### Reading text
This week's edition ends with a proposal for an open relationship that now seems like a bad idea to the one who suggested it after he realized that his girlfriend could dump him if she found someone else. Who knew that was a possibility?

A friend’s mom is hitting on me

A 26-year-old took his friend up on an invitation to spend the day in Chicago. His friend and his friend's parents, who this guy has known since he was 9, headed out for a day in the city.

He had no idea what was coming his way during the day out in Chicago. Sure, he had always thought that his friend's mom, now 56, was hot. He admitted that, "he has caught me checking her out in the past."

He even wrote on Reddit that she had, in the past, "gone out of her way to make conversation with me."

That couldn’t have prepared him for what was about to take place, in front of his friend and his friend's dad, on the train that day. His friend's mom said that she liked his Cubs World Series t-shirt. Innocent enough, until she finished that thought.

She added that "it matched a Cubs bra and thong that she owned." This had him trying to figure out what was going on. He was completely caught off guard. Bra and thong talk in front of her friend and his dad?

There have been flirty comments before, but not like this. This was a "no mixed signals out in the open flirting" the likes he had never seen. His friend laughed it off.

Her husband did not. He "didn’t seem to be thrilled by the comment and a bit embarrassed." The 26-year-old kept it together and replied that they "both had good taste and that I was sure her apparel looked much better than mine."

That was the ice-breaker exchange that opened the rest of the day to stares between the two, and his friend's mom periodically went out of her way to brush up against him.

"Having this happen right in front of my friend and his dad was a bit uncomfortable, but at the same time I found myself becoming very turned on by her," he admitted as he sought advice.

Now most people would say he needs to leave it alone. That's the responsible thing to do after all and that's the feedback he received.

But most people lack adventure and excitement. I'm not saying he should run out and hook up with his friend's mom and ruin a family or anything.

I am saying, however, that if she's flirting that hard with you in front of her husband and son, that the marriage is already in trouble and closing the door entirely on the friend's mom would be rude. Nobody wants to be rude.

This Week in True Romance:

Dad is having an affair with a girl who is basically my age, not sure who to talk to?

I warned you ahead of time that the middle-aged folks were horned-up in the wild this week. This dad is one of them, and he's not flirting with his daughter's friend, he's having a full-blown affair with a 20-something who is pretty much his daughter's age.

His daughter, 24, put it all together that her dad was seeing his 26-year-old coworker on the side. To add some fun to the whole mix, the mistress has borderline personality disorder.

That has the daughter concerned. As she revealed on Reddit, "she’s made threats to tell my mom about the affair, has driven by my family’s home at night, and has asked my dad for money for her mortgage."

After confirming that there were some extramarital adventures taking place, she decided to confront her dad about it. Her mom has her own issues she's dealing with, and she didn’t want to send her over the deep end with news of the affair.

Dad made it seem like he was "stuck between a rock and a hard place." That's the picture he painted for his daughter. He had a much different version which he told her sister's boyfriend.

### Objectives
(1) In the relationship column, begin at "There have been" and stop after "laughed it off.", giving that passage again with "suggestive remarks" substituted for "flirty comments".
(2) Please continue the relationship column from its final sentence onward.

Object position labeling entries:
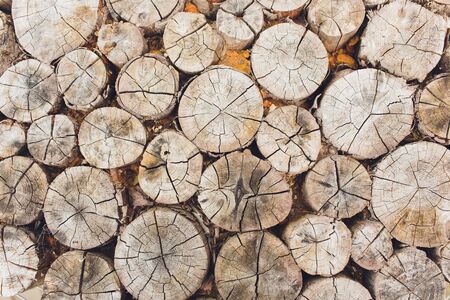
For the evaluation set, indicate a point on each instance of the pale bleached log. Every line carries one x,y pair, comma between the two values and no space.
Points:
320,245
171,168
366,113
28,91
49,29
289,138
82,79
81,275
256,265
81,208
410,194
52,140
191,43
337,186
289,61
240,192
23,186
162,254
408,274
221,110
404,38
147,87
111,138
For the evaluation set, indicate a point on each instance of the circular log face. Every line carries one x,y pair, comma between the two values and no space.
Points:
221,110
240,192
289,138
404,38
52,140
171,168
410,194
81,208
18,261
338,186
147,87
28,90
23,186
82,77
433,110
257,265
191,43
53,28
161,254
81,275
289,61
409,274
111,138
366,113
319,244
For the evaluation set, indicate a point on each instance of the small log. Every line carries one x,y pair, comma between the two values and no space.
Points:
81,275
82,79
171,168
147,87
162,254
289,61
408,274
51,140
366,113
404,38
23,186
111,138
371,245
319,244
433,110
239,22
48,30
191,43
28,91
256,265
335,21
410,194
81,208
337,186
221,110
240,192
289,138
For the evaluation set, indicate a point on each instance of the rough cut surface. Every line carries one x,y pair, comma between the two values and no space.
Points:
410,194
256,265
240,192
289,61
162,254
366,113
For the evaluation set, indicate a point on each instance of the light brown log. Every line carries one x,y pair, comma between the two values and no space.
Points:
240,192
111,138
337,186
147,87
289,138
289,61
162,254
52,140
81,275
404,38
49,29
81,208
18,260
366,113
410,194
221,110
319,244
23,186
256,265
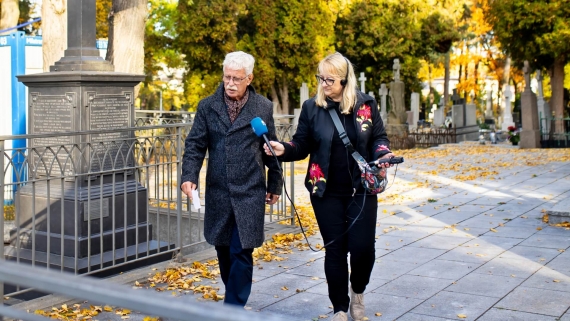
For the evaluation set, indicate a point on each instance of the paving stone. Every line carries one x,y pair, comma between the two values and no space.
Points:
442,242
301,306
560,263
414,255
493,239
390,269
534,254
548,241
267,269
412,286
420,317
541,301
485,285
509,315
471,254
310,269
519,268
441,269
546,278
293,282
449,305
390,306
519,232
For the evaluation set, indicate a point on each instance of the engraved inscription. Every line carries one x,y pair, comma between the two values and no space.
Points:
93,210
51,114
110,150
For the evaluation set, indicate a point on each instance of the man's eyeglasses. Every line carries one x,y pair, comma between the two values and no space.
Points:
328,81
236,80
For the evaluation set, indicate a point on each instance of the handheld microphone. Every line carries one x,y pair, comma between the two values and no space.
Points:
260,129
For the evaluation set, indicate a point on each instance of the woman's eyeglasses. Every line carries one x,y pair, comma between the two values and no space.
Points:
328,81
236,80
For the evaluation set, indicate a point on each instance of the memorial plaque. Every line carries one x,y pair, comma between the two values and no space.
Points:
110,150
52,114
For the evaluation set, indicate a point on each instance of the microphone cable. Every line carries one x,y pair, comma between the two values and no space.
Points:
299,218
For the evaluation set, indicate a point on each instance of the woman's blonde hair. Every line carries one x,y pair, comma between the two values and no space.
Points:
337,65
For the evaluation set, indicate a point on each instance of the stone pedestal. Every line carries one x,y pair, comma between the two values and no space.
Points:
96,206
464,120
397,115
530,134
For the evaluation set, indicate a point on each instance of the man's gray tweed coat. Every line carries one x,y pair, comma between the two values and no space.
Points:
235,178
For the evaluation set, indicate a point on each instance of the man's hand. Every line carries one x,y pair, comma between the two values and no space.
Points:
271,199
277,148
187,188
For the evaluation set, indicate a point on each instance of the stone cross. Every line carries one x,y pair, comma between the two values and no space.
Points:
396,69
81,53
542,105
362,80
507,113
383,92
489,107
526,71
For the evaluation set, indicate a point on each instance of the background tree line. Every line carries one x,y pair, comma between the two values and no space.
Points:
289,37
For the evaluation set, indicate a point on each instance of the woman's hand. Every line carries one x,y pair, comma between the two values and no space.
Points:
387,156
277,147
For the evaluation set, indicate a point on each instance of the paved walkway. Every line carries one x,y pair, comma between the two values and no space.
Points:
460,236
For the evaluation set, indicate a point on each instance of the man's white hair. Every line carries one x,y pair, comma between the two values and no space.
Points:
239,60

### Task responses
(1)
There have been suggestive remarks before, but not like this. This was a "no mixed signals out in the open flirting" the likes he had never seen. His friend laughed it off.

(2)
He said his daughter needed to watch herself. He likes his mistress because she "actually wants to go out and do stuff unlike my wife" and "she’s blonde with a big butt." 

You have to hand it to dad here. He knows what's important. His daughter described her as having "fried blonde hair and a giant face tat." She doesn't fit the description of someone she "would have pegged him to have an affair with." 

Judging from the "she's blonde with a big butt" comment, it's safe to assume he normally has a much more sophisticated taste in ladies. The bottom line is that dad isn’t giving up the affair anytime soon, and she's worried about what the mistress might do.

"I am concerned that this girl is going to come to my family’s home and confront my mother, and I want there to be a way to stop it before it happens," she admitted. "Is going no contact with my dad and leaving this all to blow up the best solution? Trying to find ways to have the least fallout."

Here's an idea. I know it sounds crazy, but what about minding your own business? Dad is in his mid-40s. Can't he have a little fun without everyone getting on his case?

Let the man live. I'm a big cross bridges when you get to them guy. Who knows how it will end? Grab some popcorn and watch it all unfold.

I proposed to my girlfriend the idea of an open relationship, now I feel bad

Now we end the week with another failed relationship suggestion. It always seems like a good idea until it actually happens. This guy was so focused on an open relationship and sleeping with other people that he forgot that she gets a turn too.

After four years together and a decrease in time in the sheets over that time, this genius came up with a solution. All they had to do for him to get more action was open up the relationship.

He didn’t want to leave his love after all. She just wasn’t getting it done all the way every time for him anymore. That's when he came up with his proposal.

"I love her so much, leaving her was never an option. I never met anybody like her, she is fantastic in every aspect of her life, the world is been cruel to her but she hasn't lost her's spark," he said. "We started talking about an open relationship, we both agreed that it could be done."

That's the perfect solution. He quickly met someone on a BDSM app. They hooked up and that was that. He and his girlfriend continued their relationship and even found out that she liked the idea of him sleeping with other women.

Everything was great until she installed Tinder. She started to talk to another guy on the app because, "she expressed the need to know him before sex and to keep having sex with him as friends, because it seemed more natural to her."

Now this seemed like something completely different from what he was up to, and he's now worried. He thinks he might have messed up and that there's a possibility that "she will fall in love with someone now or later and dump me."

I'm not going to kick a guy when he's down by suggesting he should have thought of that beforehand. That's for him to figure out. What are the chances she leaves him anyway?

He talked about his concerns with her, and she said, "that it can't happen because she loves me more than she ever did. I believe her, but I'm not feeling better. You can't see things like this coming in advance."

That's true. You can't see things coming in advance. But she told you that it's not going to happen. You guys set up rules. There's nothing to worry about. She's "happier these days" now that she has a new person in her life.

So opening up your relationship and having your girlfriend find happiness with a "friend with benefits" might be a bad idea. It could be worse. She could slowly be leaving you for someone else behind your back.

This way, she's doing it right in your face. Best of luck.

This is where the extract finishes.